■ **GIVEN DATA**:
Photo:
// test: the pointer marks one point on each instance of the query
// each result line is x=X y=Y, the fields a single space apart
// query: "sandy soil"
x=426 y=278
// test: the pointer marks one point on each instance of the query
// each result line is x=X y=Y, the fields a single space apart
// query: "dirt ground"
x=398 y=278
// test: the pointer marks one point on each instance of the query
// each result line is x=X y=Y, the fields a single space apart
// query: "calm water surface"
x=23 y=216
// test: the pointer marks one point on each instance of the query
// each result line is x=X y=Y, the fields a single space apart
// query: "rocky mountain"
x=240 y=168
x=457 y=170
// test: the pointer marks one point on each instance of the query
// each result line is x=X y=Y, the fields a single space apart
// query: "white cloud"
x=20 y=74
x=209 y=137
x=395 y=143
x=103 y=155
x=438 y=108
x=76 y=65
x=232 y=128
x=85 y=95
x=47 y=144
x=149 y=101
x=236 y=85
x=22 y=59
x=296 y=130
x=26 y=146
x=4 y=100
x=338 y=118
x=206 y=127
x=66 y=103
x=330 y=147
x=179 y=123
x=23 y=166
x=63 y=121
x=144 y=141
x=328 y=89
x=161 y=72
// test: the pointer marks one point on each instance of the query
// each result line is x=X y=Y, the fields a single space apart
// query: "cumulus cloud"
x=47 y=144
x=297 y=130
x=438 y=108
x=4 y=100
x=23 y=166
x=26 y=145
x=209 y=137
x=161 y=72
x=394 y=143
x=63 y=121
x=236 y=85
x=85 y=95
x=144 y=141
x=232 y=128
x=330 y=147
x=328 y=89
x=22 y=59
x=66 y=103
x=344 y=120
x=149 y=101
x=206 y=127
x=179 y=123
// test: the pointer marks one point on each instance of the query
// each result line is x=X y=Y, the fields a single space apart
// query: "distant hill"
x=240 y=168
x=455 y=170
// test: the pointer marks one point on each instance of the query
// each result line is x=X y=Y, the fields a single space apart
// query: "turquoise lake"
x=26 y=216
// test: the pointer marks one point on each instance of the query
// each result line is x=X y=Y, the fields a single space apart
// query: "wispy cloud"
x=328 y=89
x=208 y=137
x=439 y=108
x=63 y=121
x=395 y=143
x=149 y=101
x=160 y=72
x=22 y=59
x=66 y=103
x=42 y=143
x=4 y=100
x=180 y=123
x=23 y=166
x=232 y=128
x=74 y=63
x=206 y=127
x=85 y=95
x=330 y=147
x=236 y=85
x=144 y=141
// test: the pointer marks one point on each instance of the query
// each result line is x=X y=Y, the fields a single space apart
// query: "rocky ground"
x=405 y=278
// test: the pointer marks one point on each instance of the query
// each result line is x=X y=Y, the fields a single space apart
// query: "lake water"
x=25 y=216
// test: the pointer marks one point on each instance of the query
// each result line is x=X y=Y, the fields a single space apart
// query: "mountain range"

■ **AIM OF THE TASK**: In full and without edits, repeat the listing above.

■ **ANSWER SECTION**:
Photo:
// test: the pointer marks one point on each instance of the query
// each result line is x=X y=Y, the fields a single space apart
// query: "sandy soil"
x=426 y=278
// test: the pointer marks one point on each instance of the query
// each result line is x=X y=Y, the fields a single space apart
// query: "dirt ground"
x=398 y=278
// test: the pointer marks one point on each instance of the query
// each result line is x=X y=Y, the fields a single space apart
// query: "calm water surface"
x=23 y=216
// test: the pointer marks one point on each instance of the query
// each result line is x=X y=Y, the fields a single space apart
// query: "rocky mountain"
x=240 y=168
x=457 y=170
// test: the pointer marks one point on each instance of the query
// each result line is x=X y=Y, the fields a single space apart
// query: "white cloud"
x=20 y=74
x=209 y=137
x=395 y=143
x=103 y=155
x=438 y=108
x=76 y=65
x=232 y=128
x=85 y=95
x=47 y=144
x=149 y=101
x=236 y=85
x=22 y=59
x=296 y=130
x=26 y=146
x=4 y=100
x=338 y=118
x=206 y=127
x=66 y=103
x=330 y=147
x=179 y=123
x=23 y=166
x=63 y=121
x=144 y=141
x=328 y=89
x=161 y=72
// test: the pointer marks one point on each instance of the query
// each result line is x=X y=Y, the fields a single space apart
// query: "cumulus cloud"
x=47 y=144
x=297 y=130
x=438 y=108
x=4 y=100
x=23 y=166
x=26 y=145
x=209 y=137
x=161 y=72
x=394 y=143
x=63 y=121
x=236 y=85
x=85 y=95
x=144 y=141
x=232 y=128
x=330 y=147
x=328 y=89
x=22 y=59
x=66 y=103
x=344 y=120
x=149 y=101
x=206 y=127
x=179 y=123
// test: the pointer marks one point on each instance of the query
// each result line is x=X y=Y, the fields a single space apart
// query: "distant hill"
x=240 y=168
x=455 y=170
// test: the pointer marks one point on each instance of the query
// each result line is x=X y=Y, the fields a single space apart
// query: "turquoise lake"
x=26 y=216
// test: the pointer marks one point on each instance of the query
// each result line is x=X y=Y, the fields a single space apart
// query: "wispy cloud"
x=328 y=89
x=208 y=137
x=439 y=108
x=63 y=121
x=395 y=143
x=149 y=101
x=160 y=72
x=22 y=59
x=66 y=103
x=42 y=143
x=4 y=100
x=180 y=123
x=23 y=166
x=232 y=128
x=74 y=63
x=206 y=127
x=85 y=95
x=330 y=147
x=236 y=85
x=144 y=141
// test: the pointer marks one point on each instance of the query
// each result line is x=X y=Y, the fields a single space apart
// query: "rocky ground"
x=405 y=278
// test: the pointer marks one point on each instance of the query
// each result line is x=X y=Y, the fields a single space apart
// query: "lake water"
x=25 y=216
// test: the pointer marks one point on each instance of the query
// each result line is x=X y=Y, the fields a single space apart
// query: "mountain range"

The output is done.